═══ Data to use
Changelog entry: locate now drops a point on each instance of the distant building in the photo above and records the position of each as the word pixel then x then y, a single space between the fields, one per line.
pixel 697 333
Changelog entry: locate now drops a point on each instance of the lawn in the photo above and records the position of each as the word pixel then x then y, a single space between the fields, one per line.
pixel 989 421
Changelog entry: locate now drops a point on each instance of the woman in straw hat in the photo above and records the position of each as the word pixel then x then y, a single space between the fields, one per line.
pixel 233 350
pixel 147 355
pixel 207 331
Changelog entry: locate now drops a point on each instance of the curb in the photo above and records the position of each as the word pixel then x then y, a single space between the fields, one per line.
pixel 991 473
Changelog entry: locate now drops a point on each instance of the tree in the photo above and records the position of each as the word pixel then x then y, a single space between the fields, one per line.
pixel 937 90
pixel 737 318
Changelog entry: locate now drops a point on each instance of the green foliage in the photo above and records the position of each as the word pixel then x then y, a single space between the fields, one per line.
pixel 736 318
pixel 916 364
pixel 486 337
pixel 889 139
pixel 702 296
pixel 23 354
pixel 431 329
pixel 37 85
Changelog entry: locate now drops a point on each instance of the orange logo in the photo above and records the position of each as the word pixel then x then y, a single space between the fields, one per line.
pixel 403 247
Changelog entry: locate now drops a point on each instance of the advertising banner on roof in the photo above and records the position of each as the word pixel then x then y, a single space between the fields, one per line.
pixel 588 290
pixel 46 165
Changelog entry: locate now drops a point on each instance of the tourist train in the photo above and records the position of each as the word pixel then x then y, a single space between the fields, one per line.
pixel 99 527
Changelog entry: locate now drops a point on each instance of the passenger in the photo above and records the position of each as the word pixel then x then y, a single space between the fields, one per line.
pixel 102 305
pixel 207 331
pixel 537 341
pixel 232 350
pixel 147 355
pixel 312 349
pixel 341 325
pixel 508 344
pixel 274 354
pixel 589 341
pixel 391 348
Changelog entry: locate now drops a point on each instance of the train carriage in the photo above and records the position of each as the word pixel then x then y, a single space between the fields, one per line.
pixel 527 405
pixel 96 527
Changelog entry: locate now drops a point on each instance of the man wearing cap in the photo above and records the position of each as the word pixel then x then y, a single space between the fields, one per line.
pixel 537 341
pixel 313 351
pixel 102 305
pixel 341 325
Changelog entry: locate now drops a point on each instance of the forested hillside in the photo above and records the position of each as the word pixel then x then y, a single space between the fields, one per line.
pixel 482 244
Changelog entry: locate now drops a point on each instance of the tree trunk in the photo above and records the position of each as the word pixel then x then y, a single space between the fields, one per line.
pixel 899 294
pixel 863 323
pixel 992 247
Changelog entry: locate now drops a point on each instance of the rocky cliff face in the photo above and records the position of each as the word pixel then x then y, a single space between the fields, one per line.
══════
Problem to work on:
Copy out exactly the lines between the line with "of the forested" and the last line of the entries, counting both of those lines.

Answer area:
Changelog entry: locate now drops a point on each instance of the forested hillside in the photo above and records the position of each as the word pixel then x then y, a single space between the fields, one per line.
pixel 482 244
Changelog entry: locate now drops a point on each instance of the tree trunk in the photo above and records the position of each as the word pixel then x then y, a single space between the fields, one per line.
pixel 899 294
pixel 863 323
pixel 992 247
Changelog entry: locate now drops a point on each instance of the rocky cliff face in the photo above and records the position of each as the word pixel then x then y, a single space between the fields, one per line.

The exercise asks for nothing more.